__Extrait de page__:
****************************************

Or, je prétends que la part de la fortune est grande, non seulement dans le cas de la médecine, mais dans celui de nombre de branches des connaissances humaines qui semblent en être plus indépendantes. Les inspirations poétiques par exemple, qui s'emparent d'un auteur, le ravissent hors de lui; pourquoi ne pas les attribuer à sa bonne chance? Lui-même confesse qu'elles dépassent ce dont il est capable, qu'elles ne viennent pas de lui, qu'il ne saurait atteindre à pareille hauteur; ainsi du reste que les orateurs, lorsqu'ils ont de ces mouvements, de ces envolées extraordinaires qui les emportent au delà de tout ce qu'ils avaient conçu. De même dans la peinture, le peintre n'arrive-t-il pas parfois à des effets bien supérieurs à ce que son imagination et son talent lui faisaient concevoir, qui le transportent d'imagination et l'étonnent lui-même. Mais la part qu'a la fortune en toutes choses, qui se manifeste déjà par la grâce et la beauté que présentent certaines œuvres sans que l'auteur ait visé semblable effet, apparaît d'une façon bien plus évidente encore quand ces mêmes qualités se rencontrent à son insu. Certains lecteurs, particulièrement doués, ne découvrent-ils pas souvent dans un ouvrage, des beautés qui leur semblent atteindre la perfection, que l'auteur n'a pas conscience d'y avoir mises, qu'il n'y a pas aperçues? ces lecteurs, du fait de leur imagination, ajoutent à la forme et au sens, qui leur apparaissent ainsi beaucoup plus riches.

****************************************

__À faire__:
Poursuivez le passage sur la part de la fortune dans la médecine, la poésie et la peinture, en reprenant juste après sa dernière phrase.

__Matériel fourni__:
****************************************

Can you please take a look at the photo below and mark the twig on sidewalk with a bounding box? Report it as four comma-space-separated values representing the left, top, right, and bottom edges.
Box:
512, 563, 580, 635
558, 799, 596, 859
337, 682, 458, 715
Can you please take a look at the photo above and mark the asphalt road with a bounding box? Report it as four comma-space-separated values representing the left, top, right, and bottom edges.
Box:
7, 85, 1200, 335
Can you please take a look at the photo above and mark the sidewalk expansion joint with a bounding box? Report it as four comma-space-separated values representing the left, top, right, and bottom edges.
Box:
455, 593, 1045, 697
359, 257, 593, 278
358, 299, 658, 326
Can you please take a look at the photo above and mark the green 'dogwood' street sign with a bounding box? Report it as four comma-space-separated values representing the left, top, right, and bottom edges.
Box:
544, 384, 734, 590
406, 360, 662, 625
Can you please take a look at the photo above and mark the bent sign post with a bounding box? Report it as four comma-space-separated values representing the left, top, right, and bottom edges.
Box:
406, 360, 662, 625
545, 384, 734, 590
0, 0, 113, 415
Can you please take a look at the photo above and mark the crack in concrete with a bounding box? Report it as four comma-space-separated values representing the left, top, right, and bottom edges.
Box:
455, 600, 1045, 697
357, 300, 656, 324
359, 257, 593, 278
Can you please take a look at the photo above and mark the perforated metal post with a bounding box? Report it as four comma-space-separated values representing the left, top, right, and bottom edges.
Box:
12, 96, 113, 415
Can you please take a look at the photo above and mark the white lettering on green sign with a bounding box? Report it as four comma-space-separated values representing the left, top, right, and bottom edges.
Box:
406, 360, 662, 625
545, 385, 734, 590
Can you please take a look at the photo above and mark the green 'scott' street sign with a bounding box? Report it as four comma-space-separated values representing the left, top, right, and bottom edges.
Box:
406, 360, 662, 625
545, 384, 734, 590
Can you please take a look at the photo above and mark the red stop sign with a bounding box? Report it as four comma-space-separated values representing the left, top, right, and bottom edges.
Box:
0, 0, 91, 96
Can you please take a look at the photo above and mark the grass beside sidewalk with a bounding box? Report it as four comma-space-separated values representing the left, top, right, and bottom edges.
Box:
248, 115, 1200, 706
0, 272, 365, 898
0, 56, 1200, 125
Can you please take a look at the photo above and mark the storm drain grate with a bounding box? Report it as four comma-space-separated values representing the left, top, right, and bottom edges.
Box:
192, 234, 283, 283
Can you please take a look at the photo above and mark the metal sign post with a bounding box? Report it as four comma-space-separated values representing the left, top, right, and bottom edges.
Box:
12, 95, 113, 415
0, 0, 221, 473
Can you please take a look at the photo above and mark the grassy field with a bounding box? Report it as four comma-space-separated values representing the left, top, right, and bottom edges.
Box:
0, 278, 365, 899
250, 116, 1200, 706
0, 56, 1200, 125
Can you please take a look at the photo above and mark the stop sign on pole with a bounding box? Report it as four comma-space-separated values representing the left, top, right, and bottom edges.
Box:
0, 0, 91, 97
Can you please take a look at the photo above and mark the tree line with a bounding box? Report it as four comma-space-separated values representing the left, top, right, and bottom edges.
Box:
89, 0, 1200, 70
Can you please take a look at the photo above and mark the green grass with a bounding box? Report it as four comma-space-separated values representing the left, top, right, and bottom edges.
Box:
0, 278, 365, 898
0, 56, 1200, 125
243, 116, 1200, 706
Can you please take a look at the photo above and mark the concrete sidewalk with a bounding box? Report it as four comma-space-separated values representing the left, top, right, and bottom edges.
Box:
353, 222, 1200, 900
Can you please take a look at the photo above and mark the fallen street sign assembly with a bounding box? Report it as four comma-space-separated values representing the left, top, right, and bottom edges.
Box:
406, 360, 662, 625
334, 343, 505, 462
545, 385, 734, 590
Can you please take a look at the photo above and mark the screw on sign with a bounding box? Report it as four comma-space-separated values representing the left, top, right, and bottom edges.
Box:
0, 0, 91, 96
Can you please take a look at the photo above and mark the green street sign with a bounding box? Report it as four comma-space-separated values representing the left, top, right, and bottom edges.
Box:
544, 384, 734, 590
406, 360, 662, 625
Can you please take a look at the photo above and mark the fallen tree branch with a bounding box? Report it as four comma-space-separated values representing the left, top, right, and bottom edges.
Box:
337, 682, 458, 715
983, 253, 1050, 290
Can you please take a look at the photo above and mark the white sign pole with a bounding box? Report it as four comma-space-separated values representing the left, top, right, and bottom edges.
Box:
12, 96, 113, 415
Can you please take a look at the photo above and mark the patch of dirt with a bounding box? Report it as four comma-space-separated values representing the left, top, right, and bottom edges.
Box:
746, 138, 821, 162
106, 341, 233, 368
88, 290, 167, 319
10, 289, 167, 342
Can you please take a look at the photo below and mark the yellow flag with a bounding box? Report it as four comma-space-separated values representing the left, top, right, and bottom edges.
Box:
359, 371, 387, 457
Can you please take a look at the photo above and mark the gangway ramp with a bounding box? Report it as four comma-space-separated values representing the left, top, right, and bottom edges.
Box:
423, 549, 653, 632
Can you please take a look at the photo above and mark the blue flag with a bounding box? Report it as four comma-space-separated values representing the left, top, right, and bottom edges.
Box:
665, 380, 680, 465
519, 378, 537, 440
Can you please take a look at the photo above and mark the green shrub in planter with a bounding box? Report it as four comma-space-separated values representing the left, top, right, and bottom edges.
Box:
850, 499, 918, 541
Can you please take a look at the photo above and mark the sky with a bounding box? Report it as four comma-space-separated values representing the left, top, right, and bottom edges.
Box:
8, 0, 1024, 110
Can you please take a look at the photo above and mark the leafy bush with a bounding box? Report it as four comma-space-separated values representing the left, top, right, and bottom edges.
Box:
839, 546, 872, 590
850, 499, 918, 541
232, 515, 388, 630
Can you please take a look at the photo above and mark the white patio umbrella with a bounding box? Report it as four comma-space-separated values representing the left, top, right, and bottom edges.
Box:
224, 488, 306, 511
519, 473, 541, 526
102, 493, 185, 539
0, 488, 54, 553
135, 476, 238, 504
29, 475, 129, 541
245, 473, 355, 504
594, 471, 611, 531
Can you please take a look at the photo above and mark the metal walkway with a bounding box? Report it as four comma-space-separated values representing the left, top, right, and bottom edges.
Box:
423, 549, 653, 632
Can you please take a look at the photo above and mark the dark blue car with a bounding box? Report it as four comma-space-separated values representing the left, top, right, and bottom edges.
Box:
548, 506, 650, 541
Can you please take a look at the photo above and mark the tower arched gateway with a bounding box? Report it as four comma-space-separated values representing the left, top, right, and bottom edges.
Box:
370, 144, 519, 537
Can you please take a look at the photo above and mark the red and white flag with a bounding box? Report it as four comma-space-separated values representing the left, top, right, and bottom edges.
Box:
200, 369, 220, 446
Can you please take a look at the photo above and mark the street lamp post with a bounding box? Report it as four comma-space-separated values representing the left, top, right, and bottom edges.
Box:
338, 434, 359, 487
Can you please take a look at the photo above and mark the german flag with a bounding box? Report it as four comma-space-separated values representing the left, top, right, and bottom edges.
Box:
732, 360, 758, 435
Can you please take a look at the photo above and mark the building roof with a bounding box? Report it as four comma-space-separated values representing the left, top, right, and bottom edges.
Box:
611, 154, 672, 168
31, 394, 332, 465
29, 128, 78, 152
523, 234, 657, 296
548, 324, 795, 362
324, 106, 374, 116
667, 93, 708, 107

****************************************

__Exercice corrigé__:
Quant aux entreprises militaires, chacun sait combien la fortune y a large part; même en dehors de l'exécution, dans les conseils que nous tenons et les résolutions que nous prenons, la chance et la malchance y ont place, et ce que peut notre habileté est peu de chose; plus elle est perspicace et vive, plus elle est faible et a sujet de se défier d'elle-même. Je suis de l'avis de Sylla; quand j'examine attentivement les faits de guerre les plus glorieux, il m'apparaît, ce me semble, que ceux qui les ont accomplis, n'ont pris conseil et délibéré sur la conduite à tenir que par acquit de conscience, et qu'en engageant l'affaire, ils se sont surtout abandonnés à leur bonne fortune; confiants qu'elle leur viendrait en aide, ils se sont, en maintes circonstances, laissé entraîner au delà des bornes de la raison. Leur résolution présente parfois l'empreinte d'une confiance excessive ou d'un désespoir inexplicable qui les poussent le plus souvent à prendre le parti le moins rationnel en apparence et grandit leur courage à un degré surnaturel. C'est ce qui a conduit plusieurs grands capitaines de l'antiquité, pour faire accepter par leurs soldats leurs résolutions téméraires, à répandre la croyance qu'elles leur étaient inspirées par un génie familier, et le succès prédit par des signes précurseurs.

Parti à prendre lorsque ce qui peut s'ensuivre donne lieu à incertitude.—Voilà pourquoi dans l'incertitude et la perplexité où nous met l'impuissance dans laquelle nous sommes de discerner et de choisir ce qui convient le mieux, en raison des difficultés et accidents inhérents à chaque chose, le plus sûr, quand d'autres considérations ne nous y amèneraient pas, est, à mon avis, de se rejeter sur le parti qui se présente comme le plus honnête et le plus juste; et, puisqu'on est en doute sur le plus court chemin, de toujours suivre la voie droite. C'est ainsi que dans les deux exemples que j'ai donnés plus haut, il n'y a pas de doute que pardonner l'offense reçue, était plus beau et plus généreux que d'en agir différemment. Si cela n'a pas réussi au premier, il ne faut pas en accuser la noble conduite qu'il a tenue; peut-on savoir, s'il s'était arrêté au parti contraire, s'il eût échappé à la mort que le destin lui réservait? en tout cas, il eut perdu la gloire que lui a value son acte * de bonté si remarquable.